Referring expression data
[Start of Attachment]

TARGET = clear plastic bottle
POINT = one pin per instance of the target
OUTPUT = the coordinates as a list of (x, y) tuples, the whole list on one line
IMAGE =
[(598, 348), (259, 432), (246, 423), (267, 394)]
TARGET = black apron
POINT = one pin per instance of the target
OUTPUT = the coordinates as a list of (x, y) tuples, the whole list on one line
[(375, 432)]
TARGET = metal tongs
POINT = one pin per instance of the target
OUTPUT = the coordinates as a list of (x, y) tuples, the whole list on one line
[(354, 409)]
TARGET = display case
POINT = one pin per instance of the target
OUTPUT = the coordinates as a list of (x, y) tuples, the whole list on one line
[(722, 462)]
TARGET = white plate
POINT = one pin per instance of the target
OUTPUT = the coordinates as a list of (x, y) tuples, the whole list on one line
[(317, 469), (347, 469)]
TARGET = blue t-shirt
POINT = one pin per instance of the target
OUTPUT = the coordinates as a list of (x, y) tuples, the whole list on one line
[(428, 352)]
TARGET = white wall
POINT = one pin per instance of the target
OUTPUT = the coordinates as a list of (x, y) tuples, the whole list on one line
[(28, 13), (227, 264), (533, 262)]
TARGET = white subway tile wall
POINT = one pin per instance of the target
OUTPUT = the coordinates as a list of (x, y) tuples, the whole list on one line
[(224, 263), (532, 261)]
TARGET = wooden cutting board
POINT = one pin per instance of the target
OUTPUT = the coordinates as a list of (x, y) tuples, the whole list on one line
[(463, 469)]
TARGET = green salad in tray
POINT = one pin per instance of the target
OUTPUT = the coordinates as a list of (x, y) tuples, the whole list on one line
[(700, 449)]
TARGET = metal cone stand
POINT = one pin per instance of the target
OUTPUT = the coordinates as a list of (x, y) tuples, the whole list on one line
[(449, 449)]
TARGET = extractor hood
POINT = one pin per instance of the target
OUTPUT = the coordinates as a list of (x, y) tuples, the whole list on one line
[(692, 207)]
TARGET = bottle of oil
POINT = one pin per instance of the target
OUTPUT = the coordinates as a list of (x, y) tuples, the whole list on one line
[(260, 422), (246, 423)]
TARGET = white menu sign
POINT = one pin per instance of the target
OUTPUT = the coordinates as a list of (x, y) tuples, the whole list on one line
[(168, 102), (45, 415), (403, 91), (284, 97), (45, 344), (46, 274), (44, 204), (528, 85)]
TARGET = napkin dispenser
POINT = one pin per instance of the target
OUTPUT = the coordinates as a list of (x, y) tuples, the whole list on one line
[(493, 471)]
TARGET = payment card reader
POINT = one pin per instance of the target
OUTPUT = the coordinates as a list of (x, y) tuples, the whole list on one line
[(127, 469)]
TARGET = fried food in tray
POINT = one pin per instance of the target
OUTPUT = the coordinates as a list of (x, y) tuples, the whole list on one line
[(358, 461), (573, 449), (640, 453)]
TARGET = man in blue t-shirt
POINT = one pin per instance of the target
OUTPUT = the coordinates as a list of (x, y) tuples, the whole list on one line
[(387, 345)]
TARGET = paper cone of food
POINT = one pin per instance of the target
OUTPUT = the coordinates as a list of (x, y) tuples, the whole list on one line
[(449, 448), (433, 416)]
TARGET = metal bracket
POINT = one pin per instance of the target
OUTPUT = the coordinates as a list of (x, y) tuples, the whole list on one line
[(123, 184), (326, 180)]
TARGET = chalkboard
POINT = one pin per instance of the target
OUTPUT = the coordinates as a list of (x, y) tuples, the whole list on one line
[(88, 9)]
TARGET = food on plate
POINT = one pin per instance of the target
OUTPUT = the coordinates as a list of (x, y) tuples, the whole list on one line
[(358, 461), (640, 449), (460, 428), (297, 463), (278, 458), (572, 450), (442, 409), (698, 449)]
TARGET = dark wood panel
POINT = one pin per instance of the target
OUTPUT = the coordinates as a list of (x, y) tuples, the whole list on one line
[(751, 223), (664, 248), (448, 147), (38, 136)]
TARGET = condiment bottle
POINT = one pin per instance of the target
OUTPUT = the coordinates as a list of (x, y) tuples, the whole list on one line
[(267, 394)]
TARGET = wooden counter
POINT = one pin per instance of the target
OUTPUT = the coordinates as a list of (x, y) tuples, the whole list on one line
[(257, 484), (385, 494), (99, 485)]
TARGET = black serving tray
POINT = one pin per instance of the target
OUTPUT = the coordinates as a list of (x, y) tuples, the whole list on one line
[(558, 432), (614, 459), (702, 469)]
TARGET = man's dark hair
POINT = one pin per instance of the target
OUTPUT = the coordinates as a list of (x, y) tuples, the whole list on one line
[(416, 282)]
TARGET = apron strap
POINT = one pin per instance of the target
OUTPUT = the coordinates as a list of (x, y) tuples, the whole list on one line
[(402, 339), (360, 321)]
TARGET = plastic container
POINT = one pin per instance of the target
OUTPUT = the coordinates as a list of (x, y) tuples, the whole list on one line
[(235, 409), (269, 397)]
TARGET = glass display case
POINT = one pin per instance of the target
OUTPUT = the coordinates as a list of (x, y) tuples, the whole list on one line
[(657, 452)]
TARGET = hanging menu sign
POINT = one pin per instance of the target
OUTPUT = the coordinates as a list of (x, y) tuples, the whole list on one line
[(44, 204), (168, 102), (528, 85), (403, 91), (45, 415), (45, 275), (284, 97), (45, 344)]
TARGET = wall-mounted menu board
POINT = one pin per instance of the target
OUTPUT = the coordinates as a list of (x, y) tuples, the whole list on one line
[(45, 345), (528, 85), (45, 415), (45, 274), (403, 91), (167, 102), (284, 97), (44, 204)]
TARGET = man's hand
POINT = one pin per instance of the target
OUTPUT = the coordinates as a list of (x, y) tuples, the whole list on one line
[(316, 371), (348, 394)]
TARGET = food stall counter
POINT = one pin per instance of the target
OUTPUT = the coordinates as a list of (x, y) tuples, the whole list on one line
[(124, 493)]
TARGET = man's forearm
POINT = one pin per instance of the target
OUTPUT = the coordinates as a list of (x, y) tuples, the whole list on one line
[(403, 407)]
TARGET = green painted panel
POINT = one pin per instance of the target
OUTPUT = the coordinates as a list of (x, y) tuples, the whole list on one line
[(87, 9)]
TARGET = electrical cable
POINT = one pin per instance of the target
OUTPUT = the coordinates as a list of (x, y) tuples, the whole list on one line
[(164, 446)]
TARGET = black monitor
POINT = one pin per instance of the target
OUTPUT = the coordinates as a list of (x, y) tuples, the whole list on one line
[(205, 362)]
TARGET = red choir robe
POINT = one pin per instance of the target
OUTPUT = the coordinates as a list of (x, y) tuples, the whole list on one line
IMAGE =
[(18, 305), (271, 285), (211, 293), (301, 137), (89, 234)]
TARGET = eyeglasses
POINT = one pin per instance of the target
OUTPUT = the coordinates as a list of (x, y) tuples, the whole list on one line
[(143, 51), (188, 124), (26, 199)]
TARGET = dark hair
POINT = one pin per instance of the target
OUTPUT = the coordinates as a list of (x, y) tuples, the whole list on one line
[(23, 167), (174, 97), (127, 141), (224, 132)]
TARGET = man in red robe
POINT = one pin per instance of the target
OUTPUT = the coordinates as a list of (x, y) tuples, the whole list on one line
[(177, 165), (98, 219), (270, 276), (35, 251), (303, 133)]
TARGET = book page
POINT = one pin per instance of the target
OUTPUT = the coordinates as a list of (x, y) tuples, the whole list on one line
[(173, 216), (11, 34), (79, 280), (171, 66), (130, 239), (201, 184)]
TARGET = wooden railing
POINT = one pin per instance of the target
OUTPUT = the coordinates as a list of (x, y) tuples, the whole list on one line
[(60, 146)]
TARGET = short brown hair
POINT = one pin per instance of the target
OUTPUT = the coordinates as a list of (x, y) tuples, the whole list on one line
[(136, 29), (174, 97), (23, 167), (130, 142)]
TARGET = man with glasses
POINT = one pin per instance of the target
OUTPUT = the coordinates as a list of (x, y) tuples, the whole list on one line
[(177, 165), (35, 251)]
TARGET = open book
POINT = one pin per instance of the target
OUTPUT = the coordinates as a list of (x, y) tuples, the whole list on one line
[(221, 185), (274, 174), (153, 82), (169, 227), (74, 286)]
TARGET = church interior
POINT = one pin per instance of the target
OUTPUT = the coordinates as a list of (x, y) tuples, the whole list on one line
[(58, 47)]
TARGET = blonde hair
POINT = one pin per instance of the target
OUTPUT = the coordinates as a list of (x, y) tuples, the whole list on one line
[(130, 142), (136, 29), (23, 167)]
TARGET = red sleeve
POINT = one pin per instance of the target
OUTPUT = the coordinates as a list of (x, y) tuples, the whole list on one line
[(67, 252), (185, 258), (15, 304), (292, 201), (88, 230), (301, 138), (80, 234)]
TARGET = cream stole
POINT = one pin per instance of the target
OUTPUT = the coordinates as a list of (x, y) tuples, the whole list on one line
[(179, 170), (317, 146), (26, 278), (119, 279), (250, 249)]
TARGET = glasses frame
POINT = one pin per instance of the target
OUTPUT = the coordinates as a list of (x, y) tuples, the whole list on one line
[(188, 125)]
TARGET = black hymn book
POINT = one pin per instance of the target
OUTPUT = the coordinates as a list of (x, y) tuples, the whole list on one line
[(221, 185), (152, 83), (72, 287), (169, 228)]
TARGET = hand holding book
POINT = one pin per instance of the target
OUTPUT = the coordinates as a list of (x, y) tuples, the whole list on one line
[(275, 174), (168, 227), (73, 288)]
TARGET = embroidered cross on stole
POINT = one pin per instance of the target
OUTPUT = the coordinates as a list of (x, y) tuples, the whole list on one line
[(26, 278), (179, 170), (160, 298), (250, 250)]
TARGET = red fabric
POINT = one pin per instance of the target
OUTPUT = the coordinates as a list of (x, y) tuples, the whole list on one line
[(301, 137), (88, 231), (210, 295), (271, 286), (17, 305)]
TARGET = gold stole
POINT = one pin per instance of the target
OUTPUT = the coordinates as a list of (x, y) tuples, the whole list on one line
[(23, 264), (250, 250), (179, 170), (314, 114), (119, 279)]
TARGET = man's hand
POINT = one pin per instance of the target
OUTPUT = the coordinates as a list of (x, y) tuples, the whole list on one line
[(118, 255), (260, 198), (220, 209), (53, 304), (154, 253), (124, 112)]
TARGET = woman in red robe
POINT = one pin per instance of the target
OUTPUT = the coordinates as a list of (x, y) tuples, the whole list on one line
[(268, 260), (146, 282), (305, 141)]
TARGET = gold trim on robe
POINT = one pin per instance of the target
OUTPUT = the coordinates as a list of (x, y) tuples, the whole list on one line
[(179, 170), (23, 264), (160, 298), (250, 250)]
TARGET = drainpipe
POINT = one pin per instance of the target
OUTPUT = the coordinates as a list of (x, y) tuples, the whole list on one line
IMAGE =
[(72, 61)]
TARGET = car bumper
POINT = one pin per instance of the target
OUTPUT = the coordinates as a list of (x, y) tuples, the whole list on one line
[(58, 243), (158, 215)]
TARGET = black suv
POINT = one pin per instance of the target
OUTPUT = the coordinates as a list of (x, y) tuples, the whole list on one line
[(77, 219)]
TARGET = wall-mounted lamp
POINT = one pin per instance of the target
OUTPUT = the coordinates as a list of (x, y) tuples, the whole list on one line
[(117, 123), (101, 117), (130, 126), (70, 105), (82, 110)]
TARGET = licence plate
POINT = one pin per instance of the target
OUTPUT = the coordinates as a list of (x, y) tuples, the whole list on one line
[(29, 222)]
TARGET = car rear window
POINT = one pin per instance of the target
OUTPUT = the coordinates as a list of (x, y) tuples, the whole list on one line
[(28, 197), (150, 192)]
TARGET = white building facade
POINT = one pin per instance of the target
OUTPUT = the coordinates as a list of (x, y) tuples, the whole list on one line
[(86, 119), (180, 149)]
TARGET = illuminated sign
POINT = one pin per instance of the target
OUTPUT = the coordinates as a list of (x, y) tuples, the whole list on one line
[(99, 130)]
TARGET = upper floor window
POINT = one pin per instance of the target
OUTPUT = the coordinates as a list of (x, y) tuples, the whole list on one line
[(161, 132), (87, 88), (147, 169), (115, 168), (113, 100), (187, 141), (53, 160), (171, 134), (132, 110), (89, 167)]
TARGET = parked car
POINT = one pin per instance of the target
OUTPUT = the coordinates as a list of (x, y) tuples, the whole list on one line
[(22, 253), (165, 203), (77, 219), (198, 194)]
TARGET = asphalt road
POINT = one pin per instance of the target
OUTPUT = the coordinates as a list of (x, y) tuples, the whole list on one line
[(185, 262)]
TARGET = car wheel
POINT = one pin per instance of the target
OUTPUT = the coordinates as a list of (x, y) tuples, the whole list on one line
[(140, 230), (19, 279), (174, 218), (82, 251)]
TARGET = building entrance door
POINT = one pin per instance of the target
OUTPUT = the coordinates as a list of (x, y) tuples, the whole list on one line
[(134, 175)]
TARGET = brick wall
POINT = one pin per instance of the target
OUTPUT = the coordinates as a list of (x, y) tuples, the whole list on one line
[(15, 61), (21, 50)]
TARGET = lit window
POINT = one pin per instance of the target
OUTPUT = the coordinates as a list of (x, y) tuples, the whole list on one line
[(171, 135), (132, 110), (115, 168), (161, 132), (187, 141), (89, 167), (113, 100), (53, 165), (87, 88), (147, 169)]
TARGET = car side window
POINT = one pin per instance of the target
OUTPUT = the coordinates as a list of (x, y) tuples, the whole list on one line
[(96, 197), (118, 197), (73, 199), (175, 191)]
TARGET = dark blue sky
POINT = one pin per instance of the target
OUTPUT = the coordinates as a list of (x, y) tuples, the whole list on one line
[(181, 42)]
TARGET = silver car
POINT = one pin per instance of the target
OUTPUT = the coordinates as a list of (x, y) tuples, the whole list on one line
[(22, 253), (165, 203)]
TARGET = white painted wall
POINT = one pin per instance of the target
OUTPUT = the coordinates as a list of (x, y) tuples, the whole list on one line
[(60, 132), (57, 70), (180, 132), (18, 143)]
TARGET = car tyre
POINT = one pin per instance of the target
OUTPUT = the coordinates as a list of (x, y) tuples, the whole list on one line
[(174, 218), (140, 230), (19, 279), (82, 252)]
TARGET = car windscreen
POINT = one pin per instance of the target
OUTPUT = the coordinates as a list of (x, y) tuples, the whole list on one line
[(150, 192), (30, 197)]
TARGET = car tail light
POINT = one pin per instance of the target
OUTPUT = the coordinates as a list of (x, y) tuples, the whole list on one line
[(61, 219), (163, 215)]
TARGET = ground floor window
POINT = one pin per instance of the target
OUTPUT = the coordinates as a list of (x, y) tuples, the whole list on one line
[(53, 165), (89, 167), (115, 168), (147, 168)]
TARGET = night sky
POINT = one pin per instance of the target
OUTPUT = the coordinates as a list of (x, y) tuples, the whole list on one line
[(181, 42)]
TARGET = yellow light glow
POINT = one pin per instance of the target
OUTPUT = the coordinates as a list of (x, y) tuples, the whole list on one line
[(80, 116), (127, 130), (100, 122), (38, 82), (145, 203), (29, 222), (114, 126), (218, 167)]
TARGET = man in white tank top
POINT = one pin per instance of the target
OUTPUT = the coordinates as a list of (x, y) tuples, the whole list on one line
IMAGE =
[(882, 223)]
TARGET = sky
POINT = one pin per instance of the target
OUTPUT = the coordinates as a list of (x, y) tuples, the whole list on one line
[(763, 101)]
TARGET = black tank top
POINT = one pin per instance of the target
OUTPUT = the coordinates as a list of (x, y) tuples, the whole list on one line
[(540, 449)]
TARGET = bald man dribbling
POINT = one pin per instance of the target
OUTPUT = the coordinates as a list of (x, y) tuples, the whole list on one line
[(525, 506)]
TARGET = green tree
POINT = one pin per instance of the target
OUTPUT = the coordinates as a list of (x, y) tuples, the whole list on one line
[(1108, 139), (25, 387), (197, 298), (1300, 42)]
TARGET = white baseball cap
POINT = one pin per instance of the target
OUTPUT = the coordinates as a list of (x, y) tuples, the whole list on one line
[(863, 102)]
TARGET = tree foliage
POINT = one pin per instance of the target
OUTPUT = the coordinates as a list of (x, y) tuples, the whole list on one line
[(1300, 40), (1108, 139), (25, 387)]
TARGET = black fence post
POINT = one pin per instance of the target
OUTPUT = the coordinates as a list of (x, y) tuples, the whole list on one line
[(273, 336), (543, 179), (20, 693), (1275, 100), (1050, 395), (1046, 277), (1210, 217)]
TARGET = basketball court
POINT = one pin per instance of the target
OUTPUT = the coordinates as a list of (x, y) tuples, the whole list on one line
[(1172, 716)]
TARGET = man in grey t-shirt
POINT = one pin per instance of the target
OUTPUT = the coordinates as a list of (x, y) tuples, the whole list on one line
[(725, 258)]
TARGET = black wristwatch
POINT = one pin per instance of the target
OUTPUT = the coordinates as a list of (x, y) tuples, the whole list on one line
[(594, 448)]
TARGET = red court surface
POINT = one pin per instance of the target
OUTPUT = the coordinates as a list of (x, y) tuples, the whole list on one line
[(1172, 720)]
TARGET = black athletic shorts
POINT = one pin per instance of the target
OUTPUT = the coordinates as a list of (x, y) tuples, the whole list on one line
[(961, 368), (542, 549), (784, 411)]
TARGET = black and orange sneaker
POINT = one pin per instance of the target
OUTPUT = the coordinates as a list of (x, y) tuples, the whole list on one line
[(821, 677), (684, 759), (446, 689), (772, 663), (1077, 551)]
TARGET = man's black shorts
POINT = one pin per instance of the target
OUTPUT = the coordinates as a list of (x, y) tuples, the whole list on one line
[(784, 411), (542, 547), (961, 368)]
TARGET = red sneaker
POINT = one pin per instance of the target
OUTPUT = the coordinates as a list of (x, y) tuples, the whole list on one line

[End of Attachment]

WHAT TO PRODUCE — Beginning at the first line of the data above, retype each line until you reach the line containing "TARGET = white subway tile wall", and include that one too. Add nothing else.

WRITTEN REPLY —
TARGET = clear plastic bottle
POINT = one pin per instance of the target
OUTPUT = the coordinates as a list of (x, y) tuples, the whole list on one line
IMAGE =
[(598, 348), (259, 432), (246, 423), (267, 394)]
TARGET = black apron
POINT = one pin per instance of the target
OUTPUT = the coordinates as a list of (x, y) tuples, the whole list on one line
[(375, 432)]
TARGET = metal tongs
POINT = one pin per instance of the target
OUTPUT = the coordinates as a list of (x, y) tuples, the whole list on one line
[(354, 409)]
TARGET = display case
POINT = one pin per instance of the target
OUTPUT = the coordinates as a list of (x, y) tuples, the whole list on one line
[(722, 462)]
TARGET = white plate
POINT = one pin per instance of the target
OUTPUT = the coordinates as a list of (x, y) tuples, the whole list on one line
[(317, 469), (347, 469)]
TARGET = blue t-shirt
POINT = one pin per instance of the target
OUTPUT = the coordinates as a list of (x, y) tuples, the whole list on one line
[(428, 352)]
TARGET = white wall
POINT = one pin per instance of the target
OUTPUT = the coordinates as a list of (x, y) tuples, the whole list on one line
[(28, 13), (227, 264), (533, 262)]
TARGET = white subway tile wall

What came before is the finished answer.